◆ **TASK SET**
[1] For each statement below, say whether it agrees with the orders and recommendations text. Answer yes or no, and quote the deciding words from the text.
(a) The landlord must pay the resident £150 in compensation.
(b) Reviewing the procedures for logging repairs is one of the landlord's orders.
(c) The landlord has six weeks to confirm that it has complied with the orders.
[2] Reproduce the orders and recommendations text word for word, starting at "2. To review" and ending at "impact vulnerable residents.".

◆ **TEXT SEGMENT**
++++++

Orders and recommendations

  1. The landlord is ordered to:
    1. Pay the resident directly total compensation of £150 for any distress and inconvenience caused by its service failure.
    2. To review the resident’s electricity bill provided to it and offer a fair and reasonable contribution towards her increased utility costs as a result of using temporary heaters in the property.
    3. Review its staff training in the application of its repairs policy to ensure that residents are provided with alternative heating when there is a total loss of heating in the property.
  2. The landlord is recommended to:
    1. Review its procedures for logging repairs and consider implementing a system which asks for vulnerability information when certain repairs are reported which may disproportionately impact vulnerable residents.
    2. Contact the resident and update her personal records and to record any vulnerabilities for both her, and members of her household.
  3. The landlord shall contact this service within four weeks to confirm that it has complied with the above orders.

++++++

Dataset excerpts
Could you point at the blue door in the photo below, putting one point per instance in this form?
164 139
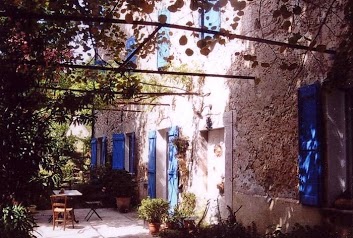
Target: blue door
93 153
310 145
104 150
172 168
118 151
132 166
152 164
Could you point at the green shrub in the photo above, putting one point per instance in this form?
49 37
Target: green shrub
16 222
153 210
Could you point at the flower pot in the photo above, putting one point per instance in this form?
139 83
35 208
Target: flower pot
154 228
123 204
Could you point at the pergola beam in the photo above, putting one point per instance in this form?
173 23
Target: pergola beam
146 71
86 19
98 91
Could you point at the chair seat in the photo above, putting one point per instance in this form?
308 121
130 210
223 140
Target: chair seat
93 205
61 212
58 209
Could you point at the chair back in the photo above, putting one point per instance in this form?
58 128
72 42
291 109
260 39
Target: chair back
58 201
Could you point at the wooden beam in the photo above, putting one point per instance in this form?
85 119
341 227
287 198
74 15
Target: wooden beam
98 91
89 19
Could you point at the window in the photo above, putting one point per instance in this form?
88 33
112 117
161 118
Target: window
163 42
210 18
98 151
124 152
310 145
130 48
325 144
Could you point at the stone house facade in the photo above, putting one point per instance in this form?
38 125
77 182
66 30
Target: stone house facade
277 143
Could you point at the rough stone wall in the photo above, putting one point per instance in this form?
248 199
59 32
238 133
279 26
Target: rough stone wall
265 127
265 123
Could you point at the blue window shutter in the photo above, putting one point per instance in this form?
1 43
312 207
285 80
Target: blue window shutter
152 164
104 150
118 151
310 146
93 152
172 168
210 20
130 47
132 167
163 41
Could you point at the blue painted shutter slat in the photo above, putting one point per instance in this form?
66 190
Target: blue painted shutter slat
172 168
310 149
152 164
132 153
130 47
118 151
163 41
93 152
104 150
211 20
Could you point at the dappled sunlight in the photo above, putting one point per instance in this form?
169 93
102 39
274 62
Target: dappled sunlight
114 224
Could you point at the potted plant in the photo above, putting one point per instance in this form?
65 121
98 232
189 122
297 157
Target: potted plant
121 185
154 211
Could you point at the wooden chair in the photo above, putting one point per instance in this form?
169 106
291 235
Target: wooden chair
61 213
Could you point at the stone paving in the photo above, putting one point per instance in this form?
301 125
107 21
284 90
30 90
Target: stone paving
114 224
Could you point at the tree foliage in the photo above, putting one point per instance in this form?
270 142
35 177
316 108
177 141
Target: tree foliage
41 40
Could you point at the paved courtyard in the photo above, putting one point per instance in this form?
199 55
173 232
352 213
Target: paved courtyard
114 224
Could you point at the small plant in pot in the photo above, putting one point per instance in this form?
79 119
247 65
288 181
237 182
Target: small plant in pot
121 185
154 211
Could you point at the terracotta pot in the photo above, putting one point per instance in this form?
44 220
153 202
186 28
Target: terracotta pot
123 204
154 228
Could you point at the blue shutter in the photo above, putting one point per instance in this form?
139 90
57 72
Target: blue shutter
211 20
93 152
104 150
118 151
130 47
172 168
152 164
163 40
132 167
310 146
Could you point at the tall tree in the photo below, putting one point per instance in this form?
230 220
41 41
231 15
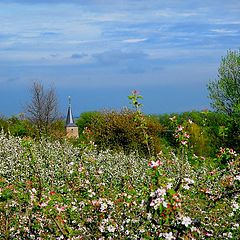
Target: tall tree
225 95
225 91
42 110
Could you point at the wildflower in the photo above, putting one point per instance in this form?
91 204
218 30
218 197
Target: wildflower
184 142
186 187
189 181
172 118
169 236
180 128
235 206
111 228
153 164
237 177
186 221
103 207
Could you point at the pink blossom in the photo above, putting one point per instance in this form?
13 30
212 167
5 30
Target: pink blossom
180 128
184 142
153 164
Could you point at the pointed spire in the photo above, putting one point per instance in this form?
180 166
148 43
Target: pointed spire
70 120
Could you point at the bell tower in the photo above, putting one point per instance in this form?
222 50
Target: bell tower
70 126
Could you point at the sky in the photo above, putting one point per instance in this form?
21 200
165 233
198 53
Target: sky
98 51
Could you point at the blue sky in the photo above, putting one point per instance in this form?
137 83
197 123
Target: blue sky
98 51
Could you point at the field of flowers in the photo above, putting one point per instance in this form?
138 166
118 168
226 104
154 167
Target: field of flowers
53 190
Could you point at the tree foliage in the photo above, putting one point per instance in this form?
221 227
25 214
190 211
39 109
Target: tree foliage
42 110
225 91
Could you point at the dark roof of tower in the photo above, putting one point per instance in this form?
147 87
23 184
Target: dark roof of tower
69 119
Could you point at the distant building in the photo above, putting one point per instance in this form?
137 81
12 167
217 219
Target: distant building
70 126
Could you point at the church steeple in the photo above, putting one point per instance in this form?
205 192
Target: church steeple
71 127
69 119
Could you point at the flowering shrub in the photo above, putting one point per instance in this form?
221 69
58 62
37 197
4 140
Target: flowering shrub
52 190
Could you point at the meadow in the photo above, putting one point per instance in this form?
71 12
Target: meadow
73 189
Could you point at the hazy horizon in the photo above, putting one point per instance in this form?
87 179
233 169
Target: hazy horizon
98 51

++++++

◆ **EXPECTED RESULTS**
[1]
(a) Yes: "Pay the resident directly total compensation of £150 for any distress and inconvenience caused by its service failure."
(b) No: "The landlord is recommended to:" introduces "Review its procedures for logging repairs".
(c) No: "The landlord shall contact this service within four weeks to confirm that it has complied with the above orders."

[2]
2. To review the resident’s electricity bill provided to it and offer a fair and reasonable contribution towards her increased utility costs as a result of using temporary heaters in the property.
    3. Review its staff training in the application of its repairs policy to ensure that residents are provided with alternative heating when there is a total loss of heating in the property.
  2. The landlord is recommended to:
    1. Review its procedures for logging repairs and consider implementing a system which asks for vulnerability information when certain repairs are reported which may disproportionately impact vulnerable residents.